Ernaux: Literatuur is fundamenteel politiek. Elk boek geeft een beeld van de relaties tussen mensen, van een sociaal milieu waarin de taal verankerd wordt. Er zijn teksten die een conservatieve kijk op de samenleving weerspiegelen, en andere die die blik in twijfel trekken.

Uw moeder zei tegen u: ‘Op een dag zul je in ons gezicht spugen.’ Heeft het succes uw relatie met haar vertroebeld?

## Gegevens
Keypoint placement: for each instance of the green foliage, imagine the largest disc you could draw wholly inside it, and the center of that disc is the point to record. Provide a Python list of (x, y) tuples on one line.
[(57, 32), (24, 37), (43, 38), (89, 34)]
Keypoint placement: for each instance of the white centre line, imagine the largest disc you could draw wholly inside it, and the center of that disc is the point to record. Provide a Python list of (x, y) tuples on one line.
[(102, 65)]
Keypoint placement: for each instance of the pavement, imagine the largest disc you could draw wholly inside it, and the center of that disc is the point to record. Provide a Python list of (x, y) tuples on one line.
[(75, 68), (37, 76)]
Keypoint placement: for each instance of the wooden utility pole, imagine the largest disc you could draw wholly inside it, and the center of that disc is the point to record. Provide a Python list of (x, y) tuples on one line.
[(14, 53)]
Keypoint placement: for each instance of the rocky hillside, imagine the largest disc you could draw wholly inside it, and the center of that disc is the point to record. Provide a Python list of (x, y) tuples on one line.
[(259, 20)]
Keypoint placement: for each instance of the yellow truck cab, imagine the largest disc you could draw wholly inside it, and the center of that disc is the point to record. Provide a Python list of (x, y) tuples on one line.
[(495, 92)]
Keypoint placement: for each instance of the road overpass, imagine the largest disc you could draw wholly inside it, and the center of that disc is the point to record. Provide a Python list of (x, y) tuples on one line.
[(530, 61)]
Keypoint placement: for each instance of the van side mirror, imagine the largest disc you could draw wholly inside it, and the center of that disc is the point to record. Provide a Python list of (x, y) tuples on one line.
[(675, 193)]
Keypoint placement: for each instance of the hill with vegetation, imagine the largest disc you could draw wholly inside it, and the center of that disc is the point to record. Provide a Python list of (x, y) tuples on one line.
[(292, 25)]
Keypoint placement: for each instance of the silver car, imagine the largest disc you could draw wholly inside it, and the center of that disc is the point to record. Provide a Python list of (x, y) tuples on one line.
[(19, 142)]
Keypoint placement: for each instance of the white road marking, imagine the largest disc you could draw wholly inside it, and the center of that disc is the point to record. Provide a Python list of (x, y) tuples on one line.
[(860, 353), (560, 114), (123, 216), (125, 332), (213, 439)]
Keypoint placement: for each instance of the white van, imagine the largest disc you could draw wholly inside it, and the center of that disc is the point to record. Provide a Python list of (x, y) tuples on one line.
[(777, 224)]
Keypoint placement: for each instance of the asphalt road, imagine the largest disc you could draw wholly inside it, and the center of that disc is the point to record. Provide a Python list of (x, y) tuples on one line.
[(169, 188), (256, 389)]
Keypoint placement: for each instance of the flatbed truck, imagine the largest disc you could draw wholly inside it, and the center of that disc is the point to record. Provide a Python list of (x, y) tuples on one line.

## Opdracht
Hoe typeert Ernaux literatuur in het tekstfragment over literatuur en samenleving?

## Resultaat
Ernaux noemt literatuur fundamenteel politiek.